[TEXTE FOURNI]

========

Mélenchon / Moscovici : quelles conclusions tirer de la "guerre des gauches" ?





Il s’est passé deux choses fort regrettables pendant et à la suite au congrès de Parti de gauche qui s’est tenu ce week-end-end à Bordeaux :

  • d’une part, Jean-Luc Mélenchon est à nouveau sorti de ses gonds, éreintant le Parti socialiste en des termes si virulents qu’en dépit du bien fondé de nombre de ses arguments, notamment quant à la pente libérale prise par la politique économique du gouvernement, on en vient à ne plus désirer qu’une chose : qu’il se taise,
  • d’autre part, ses propos ont été amplifiés et déformés, de sorte qu’une accusation d’antisémitisme s’est abattue sur lui, en dépit de tout bon sens.

Que s’est-il vraiment passé ?

Après que son bras droit, le souvent mal inspiré François Delapierre, eut rangé Pierre Moscovici parmi les « 17 salopards de l’Europe et de l’Europgroupe », Mélenchon a cru bon d’en rajouter en affirmant ceci : « Moscovici a signé tout ce qu’il a pu à Bruxelles. Les accords de la troïka, la nappe, et même la notice du rasoir de Baroso. Il s’est pris pour un intelligent qui a fait l’ENA. C’est un comportement irresponsable de quelqu’un qui ne pense pas en français, mais dans la langue de la finance internationale ».

Coup de tonnerre dans le microcosme. L’AFP, qui semble s’être récemment lancée dans une collection de maladresses et d’imprécisions, déforme d’abord les propos du leader du Front de gauche. Selon elle, Mélenchon aurait qualifié Moscovici de « ministre qui ne pense pas français, qui pense finance internationale ».

Dans la foulée, n’écoutant que sa tendance à voir des fascistes partout, le journaliste Jean Quatremer twitte ceci : « Mélenchon n’est ni un ignorant ni un crétin. Dire que Mosco « ne pense pas français » c’est le sifflet à ultra-sons antisémite ». Et tout le Landerneau de suivre, criant haro sur le « facho ».

Antisémitisme ?

D’abord, que l’accusation d’antisémitisme est absurde. A moins qu’elle ne relève d’une parfaite mauvaise foi, pour trois raisons :
  • d’une part, comme l’explique le journal Politis, les propos que l’on a prêtés un peu vite à Mélenchon ne sont pas ceux qu’il a vraiment prononcés,
  • d’autre part, celui-ci s’est défendu d’avoir eu connaissance de « la religion » de Pierre Moscovici, et on le croit bien volontiers. Des tas de gens ignoraient jusqu’alors que le ministre fut juif. Et pour une bonne raison : des tas de gens s’en fichent éperdument. Par chance, peu nombreux sont ceux qui passent leur temps à vérifier qui est juif et qui ne l’est pas,
  • enfin, il est étonnant que les adversaires de Mélenchon aient immédiatement associé « penser finance internationale » à « Juif ». Il n’y aurait donc qu’un Juif pour « penser finance » ? Ceux qui font mécaniquement l’association devraient peut-être commencer par s’interroger sur eux-mêmes. Car Mélenchon, lui, voulait dire que Moscovici est libéral – ce qui est vrai.

========

[LISTE DES DONNÉES]
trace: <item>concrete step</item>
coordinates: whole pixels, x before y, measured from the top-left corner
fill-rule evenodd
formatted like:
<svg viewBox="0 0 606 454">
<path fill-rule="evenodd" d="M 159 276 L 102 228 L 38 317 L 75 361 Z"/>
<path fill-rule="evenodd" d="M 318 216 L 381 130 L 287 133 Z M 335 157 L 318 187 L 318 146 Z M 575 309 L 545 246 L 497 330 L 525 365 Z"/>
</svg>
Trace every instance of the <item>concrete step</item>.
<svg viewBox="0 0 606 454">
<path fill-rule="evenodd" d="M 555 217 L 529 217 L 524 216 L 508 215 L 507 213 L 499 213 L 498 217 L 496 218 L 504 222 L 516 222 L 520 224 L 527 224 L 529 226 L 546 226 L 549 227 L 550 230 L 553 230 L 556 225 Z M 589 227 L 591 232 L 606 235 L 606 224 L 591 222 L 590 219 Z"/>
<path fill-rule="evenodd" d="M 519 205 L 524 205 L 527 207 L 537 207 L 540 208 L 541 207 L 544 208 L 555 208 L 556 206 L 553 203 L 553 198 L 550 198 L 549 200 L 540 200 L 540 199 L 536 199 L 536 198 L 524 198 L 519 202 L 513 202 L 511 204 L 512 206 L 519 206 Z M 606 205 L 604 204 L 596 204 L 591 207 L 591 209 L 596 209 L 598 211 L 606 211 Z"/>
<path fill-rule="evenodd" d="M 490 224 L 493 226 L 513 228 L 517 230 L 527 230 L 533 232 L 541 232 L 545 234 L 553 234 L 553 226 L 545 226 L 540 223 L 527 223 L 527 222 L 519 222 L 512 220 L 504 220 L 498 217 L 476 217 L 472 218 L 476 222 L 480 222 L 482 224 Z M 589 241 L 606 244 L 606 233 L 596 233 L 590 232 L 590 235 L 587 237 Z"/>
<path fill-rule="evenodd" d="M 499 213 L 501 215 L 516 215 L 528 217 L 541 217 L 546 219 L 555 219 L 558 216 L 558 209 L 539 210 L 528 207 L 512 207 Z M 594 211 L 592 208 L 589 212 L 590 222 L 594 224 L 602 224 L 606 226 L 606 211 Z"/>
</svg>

========

[TRAVAIL DEMANDÉ]
• a. Dans le texte, relevez toutes les personnes mentionnées à la fois par leur prénom et par leur nom.
• b. Transcrivez le passage du texte qui s'ouvre sur les mots « Coup de tonnerre » et se referme sur « Antisémitisme ? ».
Les données ne jouent ici aucun rôle.

[RÉPONSES PAR TÂCHE]
• a.
Jean-Luc Mélenchon
François Delapierre
Pierre Moscovici
Jean Quatremer

• b.
Coup de tonnerre dans le microcosme. L’AFP, qui semble s’être récemment lancée dans une collection de maladresses et d’imprécisions, déforme d’abord les propos du leader du Front de gauche. Selon elle, Mélenchon aurait qualifié Moscovici de « ministre qui ne pense pas français, qui pense finance internationale ».

Dans la foulée, n’écoutant que sa tendance à voir des fascistes partout, le journaliste Jean Quatremer twitte ceci : « Mélenchon n’est ni un ignorant ni un crétin. Dire que Mosco « ne pense pas français » c’est le sifflet à ultra-sons antisémite ». Et tout le Landerneau de suivre, criant haro sur le « facho ».

Antisémitisme ?